## Passage
The National Criminal Intelligence Service (NCIS) was a United Kingdom policing agency. Following the Police and Criminal Justice Act 2001, NCIS returned to direct funding by the Home Office in 2002 and was a non-departmental public body. On 1 April 2006 it was merged into the newly created Serious Organised Crime Agency.
The unit was established in April 1992, previously known as the National Drugs Intelligence Unit. Organised according to the Police Act 1997, the functions of NCIS were to gather intelligence data and analysed this information to provide the necessary insight and intelligence to national police forces. The act also empowered the service with rights to perform surveillance operations.

Organisation of the service included units specialising in organised crimes and crimes involving illicit drugs, football and financial issues. A specialised unit was focused especially on kidnap and extortion, counterfeit money, the stealing of automobiles and paedophilic crimes. At the time of the creation of the service, there was a paedophile unit integral to the organisation of the service. The service consisted of 500 officers.

## Task requirements
[1] Translate the following sentence from the NCIS passage above into French: "On 1 April 2006 it was merged into the newly created Serious Organised Crime Agency."
[2] Continue the NCIS passage above, starting after its final sentence.

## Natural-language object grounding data
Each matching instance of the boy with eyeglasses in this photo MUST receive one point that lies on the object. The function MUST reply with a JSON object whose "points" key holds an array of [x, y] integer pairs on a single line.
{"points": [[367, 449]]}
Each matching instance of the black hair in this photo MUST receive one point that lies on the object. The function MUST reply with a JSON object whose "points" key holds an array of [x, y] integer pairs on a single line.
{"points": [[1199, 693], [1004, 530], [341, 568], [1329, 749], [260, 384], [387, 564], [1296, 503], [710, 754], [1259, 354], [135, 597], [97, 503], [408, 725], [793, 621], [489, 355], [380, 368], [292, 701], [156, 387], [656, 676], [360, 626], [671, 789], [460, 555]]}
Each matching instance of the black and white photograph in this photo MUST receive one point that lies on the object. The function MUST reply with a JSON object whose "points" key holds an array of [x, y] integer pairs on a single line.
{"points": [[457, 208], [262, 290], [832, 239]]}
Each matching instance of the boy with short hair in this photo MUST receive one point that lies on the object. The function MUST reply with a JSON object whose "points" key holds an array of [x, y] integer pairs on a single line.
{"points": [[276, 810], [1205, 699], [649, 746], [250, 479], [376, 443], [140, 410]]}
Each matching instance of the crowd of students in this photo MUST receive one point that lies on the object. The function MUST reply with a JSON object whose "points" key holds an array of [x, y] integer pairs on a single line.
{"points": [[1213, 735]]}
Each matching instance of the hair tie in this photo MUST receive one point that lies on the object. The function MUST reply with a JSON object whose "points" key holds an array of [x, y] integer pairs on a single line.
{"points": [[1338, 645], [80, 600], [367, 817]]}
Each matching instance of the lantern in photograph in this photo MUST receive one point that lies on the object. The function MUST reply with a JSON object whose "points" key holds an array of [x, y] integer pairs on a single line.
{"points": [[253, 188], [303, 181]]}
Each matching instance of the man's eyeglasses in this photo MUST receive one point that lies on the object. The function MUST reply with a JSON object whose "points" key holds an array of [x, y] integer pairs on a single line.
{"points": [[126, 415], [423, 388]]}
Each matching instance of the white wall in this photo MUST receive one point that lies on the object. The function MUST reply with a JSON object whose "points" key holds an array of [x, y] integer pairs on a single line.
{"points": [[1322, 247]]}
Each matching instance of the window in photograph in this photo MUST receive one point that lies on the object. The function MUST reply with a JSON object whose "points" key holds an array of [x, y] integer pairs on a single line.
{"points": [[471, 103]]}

## Results for the exercise
[1] Le 1er avril 2006, il a été intégré à la Serious Organised Crime Agency, nouvellement créée.

[2]
The service was designed specifically to act against crime classified as both organised in performance and of a serious nature. Relevant groups were to include necessarily:
- at least three people
- engaging in ongoing criminal activity for prolonged periods, something like a "career criminal"
- are motivated in acting to gain in power and for the accumulation of profit.

The service received £138 million in funding during 1999.

The unit was merged with the National Crime Squad and other agencies in 2006 to form SOCA.

The Director General had no responsibility for terrorist responses, which at the time was dealt with by the Security Service (MI5) and Constabulary Special Branches coordinated by the Metropolitan Police Special Branch (MPSB).